Reproduce word for word the part of the rows that begins with the line containing "Find the white piping" and runs through the end of the rows, omitting the pictures.

Point labeling examples
****************************************

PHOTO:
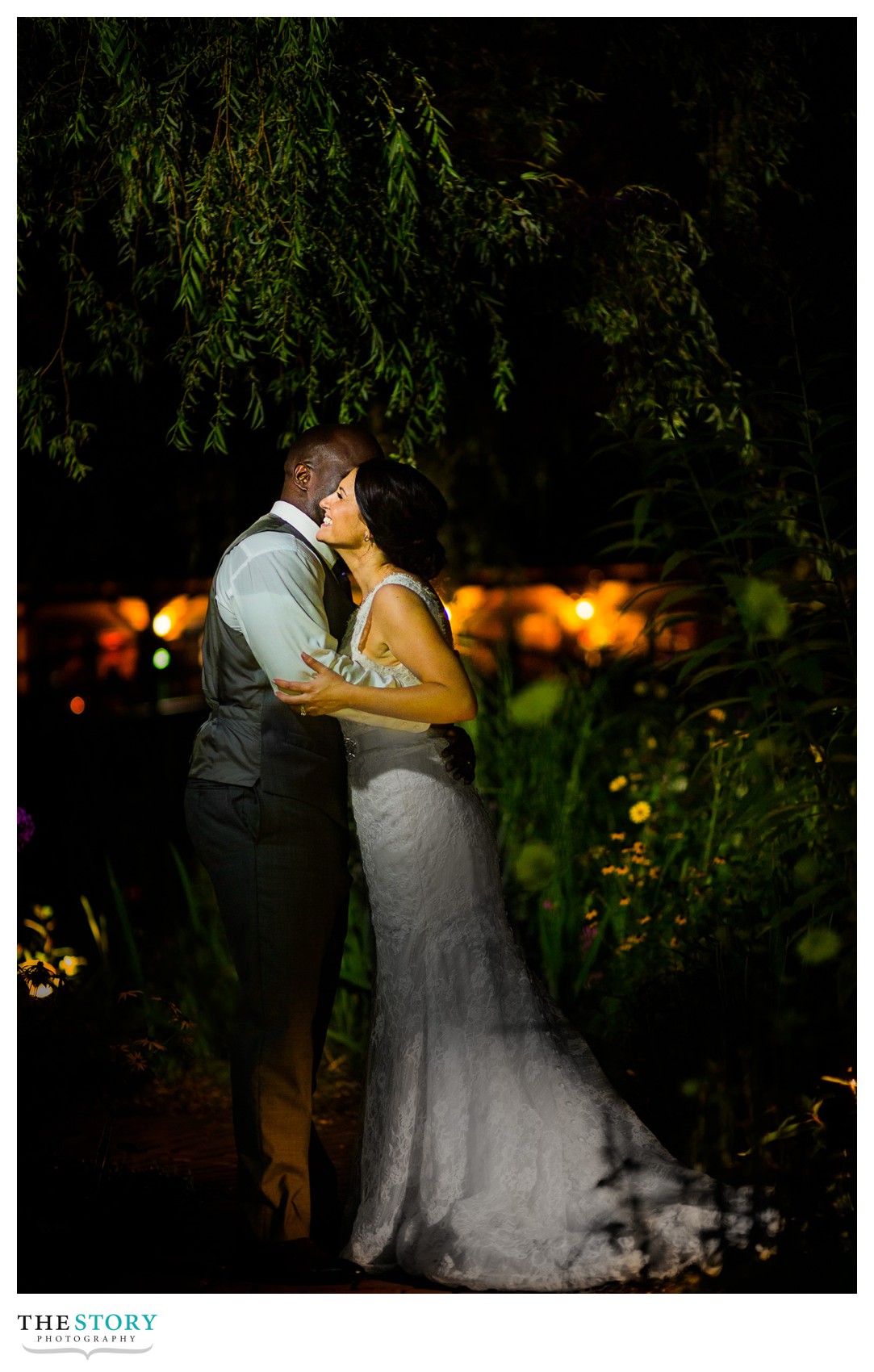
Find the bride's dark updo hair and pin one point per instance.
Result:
(402, 511)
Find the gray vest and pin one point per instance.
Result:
(250, 736)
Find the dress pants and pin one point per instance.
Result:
(280, 872)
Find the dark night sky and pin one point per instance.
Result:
(148, 512)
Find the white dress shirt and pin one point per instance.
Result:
(270, 589)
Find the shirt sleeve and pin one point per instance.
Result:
(274, 593)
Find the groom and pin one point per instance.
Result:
(266, 811)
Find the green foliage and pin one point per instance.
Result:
(272, 206)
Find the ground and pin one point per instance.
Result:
(143, 1199)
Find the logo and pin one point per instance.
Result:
(86, 1334)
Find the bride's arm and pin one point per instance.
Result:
(405, 625)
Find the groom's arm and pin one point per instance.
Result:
(274, 593)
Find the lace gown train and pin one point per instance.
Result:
(496, 1154)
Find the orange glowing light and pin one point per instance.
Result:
(133, 611)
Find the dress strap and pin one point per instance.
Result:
(412, 584)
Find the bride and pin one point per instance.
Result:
(496, 1154)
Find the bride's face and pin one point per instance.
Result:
(342, 525)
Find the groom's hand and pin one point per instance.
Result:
(458, 755)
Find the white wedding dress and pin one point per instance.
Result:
(496, 1156)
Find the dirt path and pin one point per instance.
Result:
(146, 1203)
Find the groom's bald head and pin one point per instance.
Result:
(319, 460)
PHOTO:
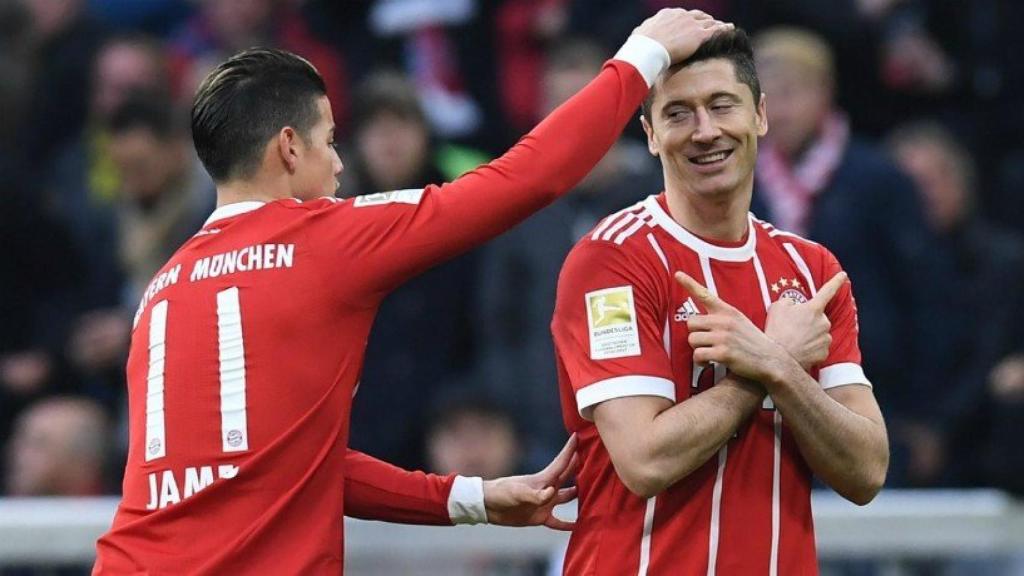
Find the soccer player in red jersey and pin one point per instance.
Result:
(704, 396)
(248, 343)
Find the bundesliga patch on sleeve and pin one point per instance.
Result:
(611, 321)
(409, 196)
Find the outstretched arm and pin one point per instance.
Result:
(377, 490)
(653, 443)
(840, 432)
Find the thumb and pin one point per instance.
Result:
(828, 291)
(711, 301)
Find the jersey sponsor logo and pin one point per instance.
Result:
(790, 288)
(409, 196)
(687, 311)
(167, 489)
(612, 323)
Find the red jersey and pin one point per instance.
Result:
(620, 330)
(248, 346)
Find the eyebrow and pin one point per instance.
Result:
(731, 96)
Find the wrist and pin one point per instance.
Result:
(649, 56)
(467, 500)
(780, 370)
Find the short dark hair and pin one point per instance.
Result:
(245, 101)
(733, 45)
(386, 91)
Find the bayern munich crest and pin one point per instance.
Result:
(235, 438)
(790, 288)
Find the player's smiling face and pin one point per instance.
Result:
(705, 127)
(317, 172)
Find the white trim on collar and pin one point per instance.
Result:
(737, 254)
(233, 209)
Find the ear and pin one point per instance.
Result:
(288, 148)
(762, 116)
(652, 145)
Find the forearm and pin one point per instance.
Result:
(847, 450)
(680, 440)
(377, 490)
(544, 165)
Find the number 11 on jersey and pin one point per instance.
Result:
(233, 426)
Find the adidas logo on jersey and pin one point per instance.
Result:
(686, 311)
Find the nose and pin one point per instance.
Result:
(707, 131)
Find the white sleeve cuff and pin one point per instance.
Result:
(622, 386)
(842, 374)
(466, 501)
(646, 54)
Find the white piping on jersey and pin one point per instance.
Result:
(837, 374)
(777, 451)
(705, 249)
(156, 437)
(233, 419)
(776, 487)
(233, 209)
(608, 220)
(723, 453)
(623, 221)
(648, 528)
(802, 265)
(716, 511)
(842, 374)
(620, 386)
(642, 218)
(773, 232)
(658, 251)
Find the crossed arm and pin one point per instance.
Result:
(840, 433)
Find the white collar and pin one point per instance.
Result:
(233, 209)
(737, 254)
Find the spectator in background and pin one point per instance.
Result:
(472, 436)
(58, 449)
(64, 40)
(164, 197)
(84, 182)
(221, 28)
(984, 395)
(165, 194)
(815, 178)
(422, 338)
(519, 271)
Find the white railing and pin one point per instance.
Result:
(898, 524)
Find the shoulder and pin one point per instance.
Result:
(619, 240)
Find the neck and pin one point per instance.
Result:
(257, 190)
(721, 216)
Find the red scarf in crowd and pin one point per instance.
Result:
(788, 189)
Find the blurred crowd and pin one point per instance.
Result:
(896, 138)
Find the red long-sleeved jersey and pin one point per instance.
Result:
(248, 346)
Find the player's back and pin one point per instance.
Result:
(745, 510)
(240, 386)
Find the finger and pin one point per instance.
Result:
(542, 496)
(707, 355)
(828, 291)
(700, 323)
(566, 495)
(701, 339)
(561, 461)
(569, 470)
(556, 523)
(698, 291)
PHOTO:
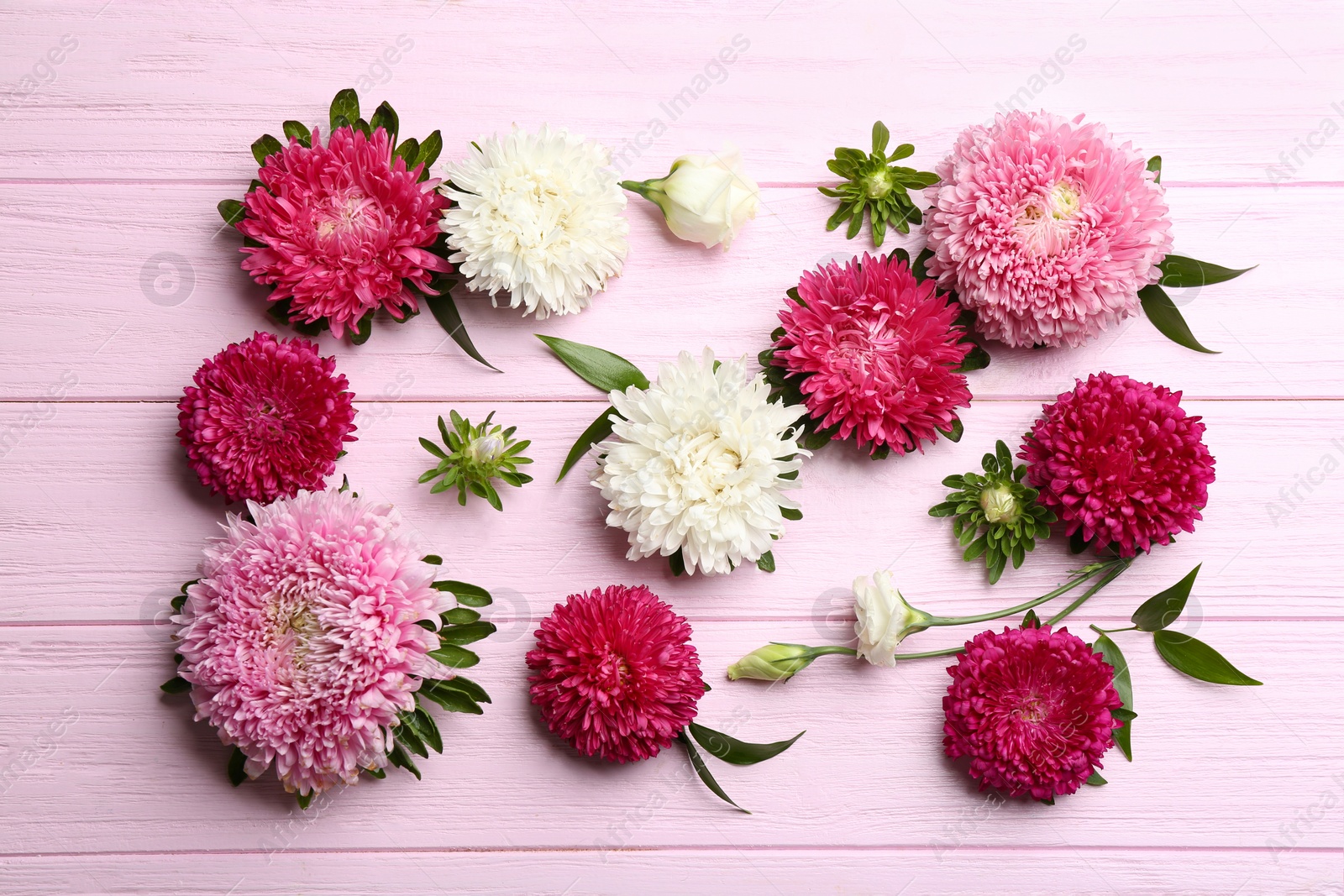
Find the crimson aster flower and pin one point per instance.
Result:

****************************************

Result for this exercise —
Find the white piping on jersey and pin one point per instance.
Result:
(837, 374)
(777, 451)
(705, 249)
(156, 437)
(233, 419)
(776, 487)
(233, 209)
(608, 220)
(723, 453)
(623, 221)
(648, 528)
(802, 265)
(716, 511)
(842, 374)
(620, 386)
(642, 218)
(773, 232)
(658, 251)
Find the crossed arm and pin one point per instance.
Result:
(840, 433)
Find the white collar and pin one point per instance.
Result:
(233, 209)
(737, 254)
Find the spectator in background and pin one point per instance.
Result:
(472, 436)
(58, 449)
(64, 40)
(164, 197)
(84, 182)
(221, 28)
(984, 395)
(165, 194)
(815, 178)
(422, 338)
(519, 271)
Find the white railing and pin one point per instance.
Result:
(898, 524)
Find the shoulder and pin one point per instance.
Result:
(619, 240)
Find the neck and pin one point per instance.
Result:
(257, 190)
(721, 216)
Find the red scarf in crowd and pin one point per instance.
Result:
(788, 189)
Find the blurred crowd and pin one point per instance.
Result:
(896, 138)
Find the red long-sleeved jersey and pin one point per instance.
Result:
(248, 346)
Find the player's back and pin one point per instance.
Result:
(745, 510)
(240, 386)
Find the finger and pin one point per instance.
Result:
(542, 496)
(707, 355)
(828, 291)
(700, 323)
(566, 495)
(701, 339)
(561, 461)
(569, 470)
(556, 523)
(698, 291)
PHOTO:
Find the crimson aster flower and pin one point per instance.
Result:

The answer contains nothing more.